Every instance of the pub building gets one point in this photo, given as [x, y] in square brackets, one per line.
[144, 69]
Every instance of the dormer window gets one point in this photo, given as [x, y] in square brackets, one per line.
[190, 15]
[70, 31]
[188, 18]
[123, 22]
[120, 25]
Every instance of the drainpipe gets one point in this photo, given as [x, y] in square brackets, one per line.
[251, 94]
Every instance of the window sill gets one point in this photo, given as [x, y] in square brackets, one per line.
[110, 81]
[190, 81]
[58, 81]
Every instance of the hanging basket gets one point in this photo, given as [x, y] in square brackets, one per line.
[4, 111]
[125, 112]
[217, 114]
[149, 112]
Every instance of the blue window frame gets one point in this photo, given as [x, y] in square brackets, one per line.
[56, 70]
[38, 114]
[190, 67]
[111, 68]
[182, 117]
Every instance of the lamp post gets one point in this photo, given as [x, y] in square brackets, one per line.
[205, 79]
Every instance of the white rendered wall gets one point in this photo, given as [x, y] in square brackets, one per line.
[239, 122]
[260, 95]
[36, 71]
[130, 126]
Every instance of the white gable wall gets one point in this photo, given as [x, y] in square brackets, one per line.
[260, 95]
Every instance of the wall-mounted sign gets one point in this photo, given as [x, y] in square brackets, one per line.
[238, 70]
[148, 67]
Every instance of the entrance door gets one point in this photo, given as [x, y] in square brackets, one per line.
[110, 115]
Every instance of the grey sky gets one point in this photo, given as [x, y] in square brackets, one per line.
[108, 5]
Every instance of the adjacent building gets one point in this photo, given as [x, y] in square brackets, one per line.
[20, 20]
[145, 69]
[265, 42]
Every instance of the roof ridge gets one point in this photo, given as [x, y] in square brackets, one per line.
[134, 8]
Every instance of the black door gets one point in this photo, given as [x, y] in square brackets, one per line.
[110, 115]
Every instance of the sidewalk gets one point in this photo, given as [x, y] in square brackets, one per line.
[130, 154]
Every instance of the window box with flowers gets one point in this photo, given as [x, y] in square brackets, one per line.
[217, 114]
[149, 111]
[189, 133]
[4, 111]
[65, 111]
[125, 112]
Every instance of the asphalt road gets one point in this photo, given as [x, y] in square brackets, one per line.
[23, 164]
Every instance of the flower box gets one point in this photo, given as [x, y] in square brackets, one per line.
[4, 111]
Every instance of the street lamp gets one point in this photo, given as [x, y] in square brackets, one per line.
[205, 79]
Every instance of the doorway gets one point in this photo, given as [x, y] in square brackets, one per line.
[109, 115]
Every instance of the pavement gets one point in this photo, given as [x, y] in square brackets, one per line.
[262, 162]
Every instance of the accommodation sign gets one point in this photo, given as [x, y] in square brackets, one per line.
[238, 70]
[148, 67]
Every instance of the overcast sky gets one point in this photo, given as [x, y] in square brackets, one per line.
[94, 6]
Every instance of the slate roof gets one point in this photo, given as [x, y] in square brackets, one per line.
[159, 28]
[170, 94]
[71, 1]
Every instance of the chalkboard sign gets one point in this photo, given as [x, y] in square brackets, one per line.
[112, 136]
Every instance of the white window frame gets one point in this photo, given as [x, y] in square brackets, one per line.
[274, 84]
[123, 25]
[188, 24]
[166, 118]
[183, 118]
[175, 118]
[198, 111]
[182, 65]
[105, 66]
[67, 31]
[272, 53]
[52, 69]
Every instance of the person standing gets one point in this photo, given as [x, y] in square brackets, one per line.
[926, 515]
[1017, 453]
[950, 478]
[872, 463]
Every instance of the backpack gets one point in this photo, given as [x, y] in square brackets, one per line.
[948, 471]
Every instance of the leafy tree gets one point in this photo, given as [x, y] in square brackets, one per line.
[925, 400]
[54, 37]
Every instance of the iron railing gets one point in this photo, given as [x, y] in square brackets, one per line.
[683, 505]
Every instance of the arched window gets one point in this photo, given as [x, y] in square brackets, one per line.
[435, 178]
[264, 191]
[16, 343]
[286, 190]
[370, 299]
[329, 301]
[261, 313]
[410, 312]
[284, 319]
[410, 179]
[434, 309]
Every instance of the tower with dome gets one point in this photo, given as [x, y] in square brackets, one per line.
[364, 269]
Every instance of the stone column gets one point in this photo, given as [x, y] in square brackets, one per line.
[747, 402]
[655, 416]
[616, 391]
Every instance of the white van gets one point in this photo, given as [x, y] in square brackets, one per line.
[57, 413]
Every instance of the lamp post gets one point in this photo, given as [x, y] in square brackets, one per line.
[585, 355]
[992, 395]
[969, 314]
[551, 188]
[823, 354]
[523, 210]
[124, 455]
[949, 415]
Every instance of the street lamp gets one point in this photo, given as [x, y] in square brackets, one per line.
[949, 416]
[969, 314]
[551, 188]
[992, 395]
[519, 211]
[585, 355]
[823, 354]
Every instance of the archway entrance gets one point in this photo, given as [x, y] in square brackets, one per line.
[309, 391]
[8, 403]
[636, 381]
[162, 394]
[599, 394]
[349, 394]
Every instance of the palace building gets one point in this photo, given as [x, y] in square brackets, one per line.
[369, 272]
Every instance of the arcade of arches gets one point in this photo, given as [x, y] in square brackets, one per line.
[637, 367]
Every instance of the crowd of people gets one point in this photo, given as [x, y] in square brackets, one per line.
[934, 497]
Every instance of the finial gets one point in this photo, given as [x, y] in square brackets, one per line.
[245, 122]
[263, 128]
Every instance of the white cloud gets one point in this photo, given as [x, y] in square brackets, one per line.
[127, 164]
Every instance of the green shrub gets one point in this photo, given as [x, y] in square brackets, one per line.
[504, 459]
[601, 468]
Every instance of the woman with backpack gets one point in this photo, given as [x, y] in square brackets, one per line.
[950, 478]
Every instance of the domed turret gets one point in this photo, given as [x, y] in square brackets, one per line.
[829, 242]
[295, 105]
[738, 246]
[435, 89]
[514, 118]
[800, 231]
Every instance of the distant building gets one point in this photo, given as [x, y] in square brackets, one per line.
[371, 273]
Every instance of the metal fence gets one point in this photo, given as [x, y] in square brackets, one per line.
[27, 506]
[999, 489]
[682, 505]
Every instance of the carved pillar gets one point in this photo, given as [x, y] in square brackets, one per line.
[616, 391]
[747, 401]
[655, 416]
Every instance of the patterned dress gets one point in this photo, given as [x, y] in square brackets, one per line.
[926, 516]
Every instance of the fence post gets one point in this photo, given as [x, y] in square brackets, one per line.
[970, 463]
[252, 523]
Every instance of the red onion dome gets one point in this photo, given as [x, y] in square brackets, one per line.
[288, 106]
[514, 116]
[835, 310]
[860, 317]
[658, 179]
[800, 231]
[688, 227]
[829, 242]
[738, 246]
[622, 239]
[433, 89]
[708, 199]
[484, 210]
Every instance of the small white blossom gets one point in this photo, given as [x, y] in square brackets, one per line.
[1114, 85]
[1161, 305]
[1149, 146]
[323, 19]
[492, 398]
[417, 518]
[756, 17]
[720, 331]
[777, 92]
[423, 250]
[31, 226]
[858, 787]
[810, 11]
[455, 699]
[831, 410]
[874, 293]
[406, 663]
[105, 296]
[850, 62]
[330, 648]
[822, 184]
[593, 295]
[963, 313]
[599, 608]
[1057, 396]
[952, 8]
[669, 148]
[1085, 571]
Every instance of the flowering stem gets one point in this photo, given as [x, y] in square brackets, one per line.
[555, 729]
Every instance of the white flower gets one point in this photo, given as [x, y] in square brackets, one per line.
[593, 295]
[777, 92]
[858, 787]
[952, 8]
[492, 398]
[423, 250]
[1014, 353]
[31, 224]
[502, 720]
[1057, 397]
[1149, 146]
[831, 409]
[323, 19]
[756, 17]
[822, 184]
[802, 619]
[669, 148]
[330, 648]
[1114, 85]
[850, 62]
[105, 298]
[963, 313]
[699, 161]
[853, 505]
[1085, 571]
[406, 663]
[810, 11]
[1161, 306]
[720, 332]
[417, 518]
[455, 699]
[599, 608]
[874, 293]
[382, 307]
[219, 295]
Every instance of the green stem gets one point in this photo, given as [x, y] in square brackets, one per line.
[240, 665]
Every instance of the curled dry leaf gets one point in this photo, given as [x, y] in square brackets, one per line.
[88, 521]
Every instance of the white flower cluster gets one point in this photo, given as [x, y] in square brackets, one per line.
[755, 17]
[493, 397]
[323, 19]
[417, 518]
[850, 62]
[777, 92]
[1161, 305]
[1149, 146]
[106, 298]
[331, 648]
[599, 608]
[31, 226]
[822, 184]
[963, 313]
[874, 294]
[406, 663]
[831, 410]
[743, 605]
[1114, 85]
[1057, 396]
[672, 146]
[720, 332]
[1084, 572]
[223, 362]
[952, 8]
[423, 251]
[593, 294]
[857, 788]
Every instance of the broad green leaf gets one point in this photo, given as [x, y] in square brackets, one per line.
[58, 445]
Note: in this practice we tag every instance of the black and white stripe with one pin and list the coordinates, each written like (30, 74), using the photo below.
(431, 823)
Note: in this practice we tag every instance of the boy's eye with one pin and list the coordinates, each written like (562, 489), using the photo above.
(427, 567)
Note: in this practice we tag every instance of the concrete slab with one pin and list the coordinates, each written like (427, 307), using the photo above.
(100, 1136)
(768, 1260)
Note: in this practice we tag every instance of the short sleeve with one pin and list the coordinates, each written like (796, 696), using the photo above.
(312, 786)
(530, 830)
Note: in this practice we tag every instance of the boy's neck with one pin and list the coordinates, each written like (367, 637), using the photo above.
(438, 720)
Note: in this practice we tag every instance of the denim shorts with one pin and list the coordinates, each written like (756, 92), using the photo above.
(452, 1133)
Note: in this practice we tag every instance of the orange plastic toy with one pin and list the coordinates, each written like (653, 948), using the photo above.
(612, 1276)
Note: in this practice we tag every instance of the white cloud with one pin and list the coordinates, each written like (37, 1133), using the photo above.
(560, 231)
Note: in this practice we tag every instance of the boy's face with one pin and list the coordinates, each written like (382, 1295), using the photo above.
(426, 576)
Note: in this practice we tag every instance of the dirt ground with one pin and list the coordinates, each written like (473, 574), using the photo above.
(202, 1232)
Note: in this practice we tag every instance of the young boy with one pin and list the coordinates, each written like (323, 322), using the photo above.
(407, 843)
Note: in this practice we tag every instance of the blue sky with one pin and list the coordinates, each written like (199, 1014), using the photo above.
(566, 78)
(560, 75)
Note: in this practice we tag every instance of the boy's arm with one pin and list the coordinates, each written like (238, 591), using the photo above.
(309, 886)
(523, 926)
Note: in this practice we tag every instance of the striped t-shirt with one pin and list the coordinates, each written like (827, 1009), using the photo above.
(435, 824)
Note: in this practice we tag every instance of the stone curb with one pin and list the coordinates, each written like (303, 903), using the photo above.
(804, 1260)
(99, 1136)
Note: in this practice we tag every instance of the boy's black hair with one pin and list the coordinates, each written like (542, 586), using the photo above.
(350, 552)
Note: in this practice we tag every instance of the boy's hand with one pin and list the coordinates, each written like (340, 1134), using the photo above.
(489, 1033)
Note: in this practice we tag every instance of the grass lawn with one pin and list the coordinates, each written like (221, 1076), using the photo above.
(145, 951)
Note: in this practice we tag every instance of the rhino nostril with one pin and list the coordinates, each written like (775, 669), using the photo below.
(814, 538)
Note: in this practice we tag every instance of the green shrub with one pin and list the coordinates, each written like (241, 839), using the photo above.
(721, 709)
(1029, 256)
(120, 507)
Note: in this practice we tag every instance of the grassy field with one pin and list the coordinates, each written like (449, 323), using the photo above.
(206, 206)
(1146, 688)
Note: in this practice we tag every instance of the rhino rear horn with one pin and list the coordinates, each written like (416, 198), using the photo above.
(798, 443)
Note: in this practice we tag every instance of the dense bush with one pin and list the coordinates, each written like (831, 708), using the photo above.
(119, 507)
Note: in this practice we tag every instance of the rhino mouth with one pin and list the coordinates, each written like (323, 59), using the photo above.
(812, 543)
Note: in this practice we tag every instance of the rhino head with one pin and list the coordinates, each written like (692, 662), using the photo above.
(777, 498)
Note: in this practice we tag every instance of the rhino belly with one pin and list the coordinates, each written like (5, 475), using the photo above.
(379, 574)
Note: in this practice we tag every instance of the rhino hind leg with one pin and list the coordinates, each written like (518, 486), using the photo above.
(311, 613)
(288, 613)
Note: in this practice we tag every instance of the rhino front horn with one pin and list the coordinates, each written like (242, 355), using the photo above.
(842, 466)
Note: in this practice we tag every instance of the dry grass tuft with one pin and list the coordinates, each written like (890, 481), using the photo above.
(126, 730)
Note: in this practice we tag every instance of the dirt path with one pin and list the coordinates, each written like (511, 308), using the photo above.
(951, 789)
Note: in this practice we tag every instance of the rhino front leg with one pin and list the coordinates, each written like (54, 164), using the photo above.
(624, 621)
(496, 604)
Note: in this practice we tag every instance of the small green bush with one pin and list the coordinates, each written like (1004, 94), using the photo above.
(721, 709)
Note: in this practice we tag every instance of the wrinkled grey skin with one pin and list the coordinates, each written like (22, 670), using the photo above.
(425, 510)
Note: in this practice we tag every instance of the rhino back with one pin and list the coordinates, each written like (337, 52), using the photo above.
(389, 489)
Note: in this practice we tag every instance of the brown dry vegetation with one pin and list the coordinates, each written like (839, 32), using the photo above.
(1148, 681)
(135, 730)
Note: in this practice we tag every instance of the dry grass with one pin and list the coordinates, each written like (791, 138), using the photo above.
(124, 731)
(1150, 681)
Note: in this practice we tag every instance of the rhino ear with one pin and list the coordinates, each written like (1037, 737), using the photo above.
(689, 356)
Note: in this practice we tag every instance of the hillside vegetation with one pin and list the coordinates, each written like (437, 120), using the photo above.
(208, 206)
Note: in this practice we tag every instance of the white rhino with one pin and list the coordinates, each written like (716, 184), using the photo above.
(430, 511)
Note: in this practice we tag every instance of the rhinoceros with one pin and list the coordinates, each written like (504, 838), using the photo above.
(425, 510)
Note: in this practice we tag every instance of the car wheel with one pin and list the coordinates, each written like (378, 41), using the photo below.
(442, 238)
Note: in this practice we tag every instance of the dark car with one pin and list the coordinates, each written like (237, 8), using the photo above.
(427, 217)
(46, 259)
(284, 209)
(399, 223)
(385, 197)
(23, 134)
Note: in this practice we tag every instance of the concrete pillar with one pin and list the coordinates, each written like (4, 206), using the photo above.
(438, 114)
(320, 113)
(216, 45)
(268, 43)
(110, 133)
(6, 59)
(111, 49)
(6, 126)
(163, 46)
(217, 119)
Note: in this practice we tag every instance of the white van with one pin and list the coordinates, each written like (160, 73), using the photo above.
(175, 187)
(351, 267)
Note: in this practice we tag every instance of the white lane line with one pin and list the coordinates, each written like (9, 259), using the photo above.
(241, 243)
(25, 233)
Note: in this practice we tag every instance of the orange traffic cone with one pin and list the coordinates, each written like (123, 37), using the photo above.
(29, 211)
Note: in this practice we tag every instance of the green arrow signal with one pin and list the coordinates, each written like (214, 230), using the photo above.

PROBLEM TO WORK ON
The lines from the one containing "Note: in this practice we tag every instance of the car" through the last line of the material above are to be copied exactly, both ends included.

OUTPUT FOR THIS EXERCISE
Note: in this practice we tag every instance of the car wheel with one pin and list the coordinates, each written like (378, 41), using the photo below.
(442, 238)
Note: in this practice we tag every instance of the dark car with one pin and list the coordinates, each written like (237, 8), using the photo above.
(427, 217)
(46, 259)
(284, 209)
(399, 223)
(385, 197)
(23, 134)
Note: in this practice we tag every instance of the concrete pillar with one pin and list the coordinates, each written like (4, 206), using the photo above.
(438, 114)
(320, 113)
(216, 45)
(268, 43)
(110, 133)
(6, 59)
(111, 49)
(6, 126)
(163, 46)
(217, 119)
Note: in this practice we tag every instance of the white van with one pin and list the coordinates, each written like (160, 73), using the photo above.
(175, 187)
(351, 267)
Note: in this practice we tag every instance of the white lane line with one pin and list the coordinates, each written like (9, 259), using the photo above.
(241, 243)
(25, 233)
Note: in this practice we tag every instance of the orange traffic cone with one pin and list the coordinates, each written like (123, 37), using the photo above.
(29, 211)
Note: in this practice we tag every instance of the green arrow signal with one pin and list the coordinates, each written like (214, 230), using the photo above.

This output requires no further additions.